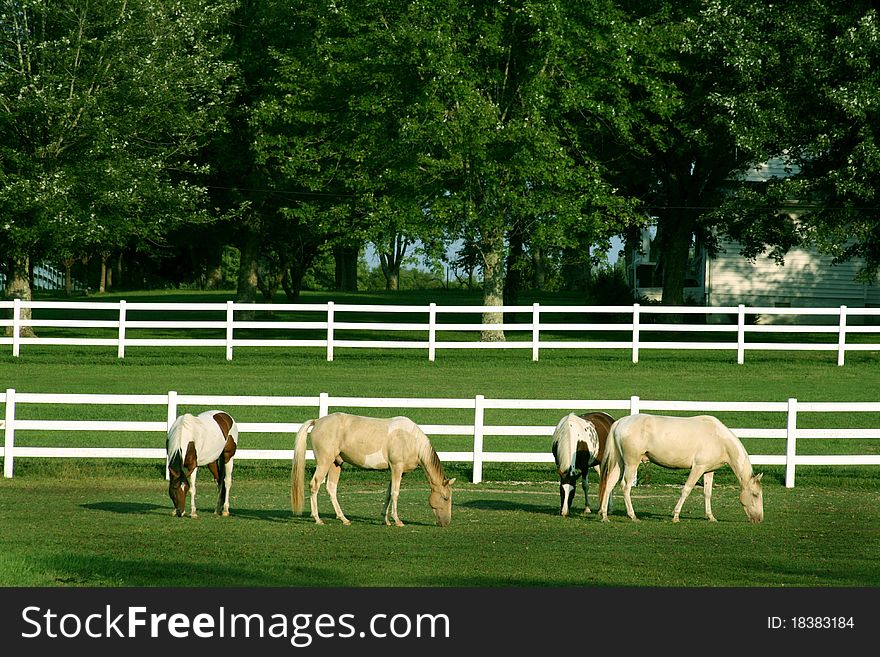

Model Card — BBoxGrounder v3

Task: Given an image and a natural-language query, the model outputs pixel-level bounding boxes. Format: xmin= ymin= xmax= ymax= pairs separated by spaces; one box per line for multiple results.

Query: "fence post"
xmin=633 ymin=303 xmax=639 ymax=363
xmin=165 ymin=390 xmax=177 ymax=481
xmin=12 ymin=297 xmax=21 ymax=357
xmin=532 ymin=303 xmax=541 ymax=361
xmin=327 ymin=301 xmax=334 ymax=362
xmin=629 ymin=395 xmax=639 ymax=415
xmin=837 ymin=306 xmax=846 ymax=367
xmin=116 ymin=299 xmax=125 ymax=358
xmin=3 ymin=388 xmax=15 ymax=479
xmin=471 ymin=395 xmax=486 ymax=484
xmin=428 ymin=303 xmax=437 ymax=363
xmin=785 ymin=399 xmax=797 ymax=488
xmin=226 ymin=301 xmax=235 ymax=360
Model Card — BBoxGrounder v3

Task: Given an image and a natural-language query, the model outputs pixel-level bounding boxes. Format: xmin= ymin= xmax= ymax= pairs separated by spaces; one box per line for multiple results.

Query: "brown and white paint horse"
xmin=290 ymin=413 xmax=455 ymax=527
xmin=599 ymin=414 xmax=764 ymax=523
xmin=166 ymin=410 xmax=238 ymax=518
xmin=551 ymin=411 xmax=614 ymax=516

= = = = = = =

Copy out every line of the records above word for word, leaving out the pictures.

Model Card — BBoxGrounder v3

Task: Given an image and a natural-language query, the model outputs pixel-level bounding boxes. Format: xmin= ymin= xmax= ymax= pairs separated by spaces; one box per line for multiple results.

Query: "fence post"
xmin=633 ymin=303 xmax=639 ymax=363
xmin=165 ymin=390 xmax=177 ymax=481
xmin=12 ymin=297 xmax=21 ymax=357
xmin=532 ymin=303 xmax=541 ymax=361
xmin=327 ymin=301 xmax=334 ymax=362
xmin=629 ymin=395 xmax=639 ymax=415
xmin=837 ymin=306 xmax=846 ymax=367
xmin=116 ymin=299 xmax=125 ymax=358
xmin=3 ymin=388 xmax=15 ymax=479
xmin=471 ymin=395 xmax=486 ymax=484
xmin=428 ymin=303 xmax=437 ymax=363
xmin=785 ymin=399 xmax=797 ymax=488
xmin=226 ymin=301 xmax=235 ymax=360
Model Card — BBoxGrounder v3

Task: Given an image and a natural-language query, the model outputs pixel-level bounding boxes. Format: xmin= ymin= xmax= ymax= pairs separated by spaces; one box per line for multiple results.

Query: "brown and white paint horse"
xmin=290 ymin=413 xmax=455 ymax=527
xmin=599 ymin=414 xmax=764 ymax=523
xmin=166 ymin=410 xmax=238 ymax=518
xmin=551 ymin=411 xmax=614 ymax=516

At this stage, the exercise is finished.